[Referring expression pointing data]

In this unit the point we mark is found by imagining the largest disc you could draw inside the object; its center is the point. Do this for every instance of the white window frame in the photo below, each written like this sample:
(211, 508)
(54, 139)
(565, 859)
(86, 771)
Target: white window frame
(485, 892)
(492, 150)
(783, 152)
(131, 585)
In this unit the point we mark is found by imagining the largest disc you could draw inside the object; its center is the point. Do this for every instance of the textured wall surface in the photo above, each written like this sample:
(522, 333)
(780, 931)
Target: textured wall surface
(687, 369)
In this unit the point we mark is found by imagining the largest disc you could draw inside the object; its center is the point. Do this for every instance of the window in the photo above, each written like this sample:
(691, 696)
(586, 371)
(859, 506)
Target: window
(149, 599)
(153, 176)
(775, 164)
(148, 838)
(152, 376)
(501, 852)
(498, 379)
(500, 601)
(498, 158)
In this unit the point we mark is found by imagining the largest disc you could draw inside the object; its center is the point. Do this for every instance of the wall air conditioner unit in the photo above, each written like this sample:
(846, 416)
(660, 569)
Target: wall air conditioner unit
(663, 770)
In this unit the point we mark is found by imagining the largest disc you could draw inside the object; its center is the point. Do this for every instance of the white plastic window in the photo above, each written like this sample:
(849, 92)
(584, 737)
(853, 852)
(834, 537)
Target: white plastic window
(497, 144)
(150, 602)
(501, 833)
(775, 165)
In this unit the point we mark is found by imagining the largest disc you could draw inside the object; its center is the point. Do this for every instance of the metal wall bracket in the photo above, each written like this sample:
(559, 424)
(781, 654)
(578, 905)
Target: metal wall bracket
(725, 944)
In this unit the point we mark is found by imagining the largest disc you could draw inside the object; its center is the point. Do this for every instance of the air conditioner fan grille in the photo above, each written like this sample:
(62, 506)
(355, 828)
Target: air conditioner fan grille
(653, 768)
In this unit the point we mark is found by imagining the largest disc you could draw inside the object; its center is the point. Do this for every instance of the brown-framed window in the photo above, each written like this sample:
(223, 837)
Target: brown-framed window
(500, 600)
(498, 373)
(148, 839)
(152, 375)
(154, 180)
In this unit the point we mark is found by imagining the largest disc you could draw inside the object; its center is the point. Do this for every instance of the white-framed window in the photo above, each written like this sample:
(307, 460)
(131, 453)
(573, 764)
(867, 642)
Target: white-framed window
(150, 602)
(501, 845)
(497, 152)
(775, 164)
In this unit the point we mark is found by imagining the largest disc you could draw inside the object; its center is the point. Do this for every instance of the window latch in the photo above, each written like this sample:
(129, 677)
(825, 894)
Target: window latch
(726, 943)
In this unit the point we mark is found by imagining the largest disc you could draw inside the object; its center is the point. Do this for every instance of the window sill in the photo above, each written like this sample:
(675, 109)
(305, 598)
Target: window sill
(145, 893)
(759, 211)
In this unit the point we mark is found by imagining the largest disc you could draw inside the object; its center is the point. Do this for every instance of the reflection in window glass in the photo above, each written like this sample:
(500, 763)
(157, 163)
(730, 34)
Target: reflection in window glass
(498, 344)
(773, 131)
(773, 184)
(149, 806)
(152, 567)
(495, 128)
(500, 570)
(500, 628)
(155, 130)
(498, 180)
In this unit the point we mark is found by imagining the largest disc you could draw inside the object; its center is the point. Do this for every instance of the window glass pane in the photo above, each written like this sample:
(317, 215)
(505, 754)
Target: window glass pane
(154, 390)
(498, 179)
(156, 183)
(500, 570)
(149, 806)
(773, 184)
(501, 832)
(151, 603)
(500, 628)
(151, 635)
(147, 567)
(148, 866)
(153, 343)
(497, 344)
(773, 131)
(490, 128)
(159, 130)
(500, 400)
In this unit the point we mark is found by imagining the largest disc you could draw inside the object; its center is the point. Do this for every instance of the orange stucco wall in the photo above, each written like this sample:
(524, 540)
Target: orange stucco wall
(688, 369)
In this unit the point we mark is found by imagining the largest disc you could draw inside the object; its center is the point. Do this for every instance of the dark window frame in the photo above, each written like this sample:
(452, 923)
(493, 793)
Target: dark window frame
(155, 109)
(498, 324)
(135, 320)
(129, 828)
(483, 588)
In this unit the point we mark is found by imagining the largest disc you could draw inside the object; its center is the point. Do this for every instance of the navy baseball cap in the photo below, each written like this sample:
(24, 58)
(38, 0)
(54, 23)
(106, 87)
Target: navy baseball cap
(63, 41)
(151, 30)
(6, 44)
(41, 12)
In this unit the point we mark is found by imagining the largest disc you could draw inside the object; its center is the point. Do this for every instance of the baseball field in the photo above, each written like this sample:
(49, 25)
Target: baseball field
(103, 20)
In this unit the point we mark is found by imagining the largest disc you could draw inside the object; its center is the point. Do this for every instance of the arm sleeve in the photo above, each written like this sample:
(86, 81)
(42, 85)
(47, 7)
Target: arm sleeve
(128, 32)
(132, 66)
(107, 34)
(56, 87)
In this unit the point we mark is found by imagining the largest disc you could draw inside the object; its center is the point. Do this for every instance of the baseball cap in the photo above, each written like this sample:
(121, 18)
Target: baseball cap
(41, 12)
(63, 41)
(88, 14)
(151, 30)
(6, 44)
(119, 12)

TASK DESCRIPTION:
Would you transcribe the records above exactly, leaving nothing out?

COMPLETED EXERCISE:
In this unit the point we mark is found by imagining the largest disc you could draw inside the object; its center is the point. Do this for every instance of the white window frame in the photo below, each written like this sample:
(211, 508)
(54, 139)
(565, 859)
(86, 771)
Target: white window frame
(485, 892)
(492, 150)
(783, 152)
(131, 585)
In this unit the point we mark is found by imagining the largest disc you could draw inside the object; its center is the point. Do this for every instance of the textured wall surface in the photo above, each written like this sample:
(522, 333)
(780, 931)
Target: textured wall surface
(687, 369)
In this unit the point we mark is found by imagining the largest disc you could draw inside the object; its center is the point. Do this for every instance of the window in the photo above, each written like this sample:
(691, 696)
(586, 371)
(859, 506)
Target: window
(149, 599)
(153, 176)
(775, 164)
(148, 838)
(152, 376)
(501, 852)
(498, 379)
(500, 601)
(498, 158)
In this unit the point we mark is found by imagining the largest disc you could draw inside the object; its center is the point. Do this for every instance of the wall air conditioner unit in the photo above, each written like this sample:
(846, 416)
(660, 569)
Target: wall air conditioner unit
(663, 770)
In this unit the point we mark is found by imagining the largest disc you could draw inside the object; its center is the point. Do this for every instance of the white plastic window in the photo above, each written like this sample:
(849, 92)
(584, 737)
(853, 852)
(834, 537)
Target: white plastic window
(497, 144)
(150, 602)
(501, 833)
(775, 165)
In this unit the point we mark is found by imagining the largest disc you could draw inside the object; its center is the point. Do this for every instance of the metal wall bracket in the photo above, each written like this sample:
(559, 424)
(781, 654)
(578, 905)
Target: metal wall bracket
(725, 944)
In this unit the point we mark is found by imagining the largest disc you could draw inside the object; its center is the point. Do this for every instance of the air conditioner fan grille in the photo above, each written like this sample:
(62, 506)
(355, 828)
Target: air conditioner fan grille
(653, 768)
In this unit the point we mark is found by imagining the largest disc you could draw inside the object; its center is the point. Do this for every instance of the brown-framed window in the photo above, each written like this sample:
(223, 837)
Target: brown-framed window
(500, 600)
(498, 373)
(148, 839)
(152, 375)
(154, 180)
In this unit the point we mark is found by imagining the largest disc you could draw inside the object; its center is the point. Do this for every instance of the white-framed window in the photo above, each written like this sample:
(307, 460)
(131, 453)
(573, 764)
(867, 642)
Target: white-framed window
(150, 602)
(501, 845)
(497, 152)
(775, 164)
In this unit the point we mark is found by imagining the largest disc you could draw inside the object; its center is the point. Do this for every instance of the window latch in the photo above, each written like this sample:
(129, 677)
(825, 894)
Target: window latch
(726, 943)
In this unit the point we mark is found by imagining the largest disc you could draw inside the object; its center is the point. Do this for every instance of the window sill in the photo above, each written like this sample:
(675, 109)
(305, 598)
Target: window sill
(145, 893)
(759, 211)
In this unit the point we mark is found by imagining the largest disc you could draw inside the object; its center is the point. Do this for every instance of the reflection in window glass in the photo above, each written like this sample:
(500, 763)
(157, 163)
(730, 34)
Target: reflection in window glass
(498, 344)
(773, 131)
(773, 184)
(149, 806)
(152, 567)
(495, 128)
(500, 570)
(500, 628)
(155, 130)
(498, 180)
In this unit the point we mark is found by imagining the largest disc you could draw inside the object; its center is the point. Do this for every instance of the window glass pane in the photo above, each written like this sample:
(317, 215)
(505, 754)
Target: window glass pane
(154, 390)
(498, 179)
(156, 183)
(500, 570)
(149, 806)
(773, 184)
(501, 832)
(151, 603)
(500, 628)
(151, 635)
(147, 567)
(148, 866)
(153, 343)
(497, 344)
(773, 131)
(490, 128)
(159, 130)
(500, 400)
In this unit the point we mark is found by imagining the largest disc you could draw inside the object; its center is the point. Do this for every instance of the orange stucco wall in the photo above, each written like this sample:
(524, 540)
Target: orange stucco wall
(688, 369)
In this unit the point we mark is found by imagining the largest disc you could draw inside the object; its center is the point. Do this for every instance of the dark window frame in the photo above, each written like this sample:
(452, 923)
(493, 793)
Target: dark window frame
(155, 109)
(498, 324)
(135, 320)
(129, 828)
(483, 588)
In this unit the point we mark is found by imagining the largest disc you could draw inside the object; its center is the point. Do this for every instance of the navy baseball cap in the photo below, each written like this sample:
(24, 58)
(38, 0)
(54, 23)
(106, 87)
Target: navy baseball cap
(63, 41)
(151, 30)
(6, 44)
(41, 12)
In this unit the point we mark is found by imagining the largest disc you could draw inside the object; its center is the point. Do this for every instance of the baseball field in the photo above, each written like this sample:
(49, 25)
Target: baseball field
(103, 20)
In this unit the point we mark is found by imagining the largest disc you could draw inside the object; its center is the point. Do this for every instance of the arm sleeve in the photo above, each written like this sample:
(86, 81)
(42, 85)
(47, 7)
Target: arm sleeve
(128, 32)
(132, 66)
(107, 34)
(56, 87)
In this unit the point we mark is found by imagining the largest disc you could draw inside the object; its center is the point. Do this for every instance of the baseball cap in the photo above, each written like this sample:
(121, 18)
Target: baseball cap
(41, 12)
(63, 41)
(88, 14)
(151, 30)
(6, 44)
(119, 12)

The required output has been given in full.